▶ Collection entries
━━━
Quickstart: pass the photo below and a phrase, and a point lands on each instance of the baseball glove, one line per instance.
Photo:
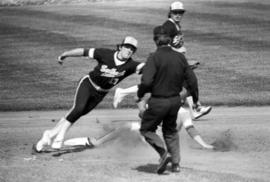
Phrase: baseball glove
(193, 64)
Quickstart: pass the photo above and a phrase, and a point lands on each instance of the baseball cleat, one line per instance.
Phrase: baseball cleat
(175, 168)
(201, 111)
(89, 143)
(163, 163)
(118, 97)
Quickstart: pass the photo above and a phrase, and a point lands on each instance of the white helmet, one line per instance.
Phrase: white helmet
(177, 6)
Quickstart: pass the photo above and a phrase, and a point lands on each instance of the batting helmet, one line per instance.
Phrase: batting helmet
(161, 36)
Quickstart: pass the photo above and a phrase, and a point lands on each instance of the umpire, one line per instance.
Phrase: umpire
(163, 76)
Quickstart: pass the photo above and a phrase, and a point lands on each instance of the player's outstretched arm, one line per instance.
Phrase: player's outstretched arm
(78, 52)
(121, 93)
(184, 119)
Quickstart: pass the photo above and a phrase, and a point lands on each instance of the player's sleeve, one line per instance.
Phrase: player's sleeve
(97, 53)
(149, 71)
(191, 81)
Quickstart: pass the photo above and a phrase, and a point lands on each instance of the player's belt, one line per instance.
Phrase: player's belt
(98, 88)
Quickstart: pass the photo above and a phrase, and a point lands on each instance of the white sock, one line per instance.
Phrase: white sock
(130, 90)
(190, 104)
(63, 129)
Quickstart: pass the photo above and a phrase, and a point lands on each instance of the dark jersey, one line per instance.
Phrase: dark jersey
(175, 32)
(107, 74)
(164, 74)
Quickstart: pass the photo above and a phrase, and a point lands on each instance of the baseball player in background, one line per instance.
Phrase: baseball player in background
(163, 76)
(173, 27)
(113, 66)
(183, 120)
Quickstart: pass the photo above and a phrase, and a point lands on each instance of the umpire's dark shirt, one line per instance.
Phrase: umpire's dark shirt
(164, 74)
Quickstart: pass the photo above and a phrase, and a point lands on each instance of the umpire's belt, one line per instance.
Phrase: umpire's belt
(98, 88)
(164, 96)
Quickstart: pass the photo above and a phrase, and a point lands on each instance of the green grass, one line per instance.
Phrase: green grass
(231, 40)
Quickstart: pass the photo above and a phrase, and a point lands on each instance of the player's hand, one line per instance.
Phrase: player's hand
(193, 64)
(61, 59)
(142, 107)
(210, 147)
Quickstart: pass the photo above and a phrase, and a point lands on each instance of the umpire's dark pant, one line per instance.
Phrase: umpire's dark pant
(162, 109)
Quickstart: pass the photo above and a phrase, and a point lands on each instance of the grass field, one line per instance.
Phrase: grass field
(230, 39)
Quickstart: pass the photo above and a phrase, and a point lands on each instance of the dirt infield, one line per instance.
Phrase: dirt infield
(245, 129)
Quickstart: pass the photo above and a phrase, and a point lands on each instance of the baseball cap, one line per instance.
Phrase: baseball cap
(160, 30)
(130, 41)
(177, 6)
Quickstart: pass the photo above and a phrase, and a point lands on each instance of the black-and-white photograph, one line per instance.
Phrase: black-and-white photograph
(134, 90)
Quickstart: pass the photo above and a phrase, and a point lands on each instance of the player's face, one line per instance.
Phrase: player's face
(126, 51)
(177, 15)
━━━
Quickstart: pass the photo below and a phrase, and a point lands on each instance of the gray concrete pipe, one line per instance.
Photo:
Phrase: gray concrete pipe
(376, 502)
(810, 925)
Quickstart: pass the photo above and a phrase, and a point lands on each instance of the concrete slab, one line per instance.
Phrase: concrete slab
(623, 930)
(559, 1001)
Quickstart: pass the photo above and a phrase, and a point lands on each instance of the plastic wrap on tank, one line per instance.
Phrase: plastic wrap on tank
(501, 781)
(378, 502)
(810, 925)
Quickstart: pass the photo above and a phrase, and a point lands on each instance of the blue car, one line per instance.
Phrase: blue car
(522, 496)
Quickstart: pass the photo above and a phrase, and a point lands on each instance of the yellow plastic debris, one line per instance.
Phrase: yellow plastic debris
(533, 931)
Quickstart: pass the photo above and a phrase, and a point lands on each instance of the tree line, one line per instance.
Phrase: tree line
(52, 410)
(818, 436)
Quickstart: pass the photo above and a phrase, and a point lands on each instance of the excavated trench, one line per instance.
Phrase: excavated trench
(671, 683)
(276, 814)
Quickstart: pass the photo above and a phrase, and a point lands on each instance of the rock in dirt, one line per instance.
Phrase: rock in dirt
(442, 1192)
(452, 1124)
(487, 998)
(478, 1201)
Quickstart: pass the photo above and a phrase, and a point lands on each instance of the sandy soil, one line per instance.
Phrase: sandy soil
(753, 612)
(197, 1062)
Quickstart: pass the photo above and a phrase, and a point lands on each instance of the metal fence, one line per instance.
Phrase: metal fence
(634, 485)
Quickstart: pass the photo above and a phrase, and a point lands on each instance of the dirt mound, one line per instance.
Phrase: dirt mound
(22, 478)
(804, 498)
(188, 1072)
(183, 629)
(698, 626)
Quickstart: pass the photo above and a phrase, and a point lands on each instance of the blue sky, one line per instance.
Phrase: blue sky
━━━
▶ WORK TO DO
Gather every line in the entries above that contains the word "plastic".

▶ TASK RESPONSE
Quickstart: pass the photo above and a phrase, and a point lands on each instance of the plastic wrap on tank, one line per instance.
Phrase: plastic wrap on tank
Quickstart: pass the photo above and a phrase, and a point lands on each instance of the yellow plastic debris, one line per instance.
Phrase: yellow plastic debris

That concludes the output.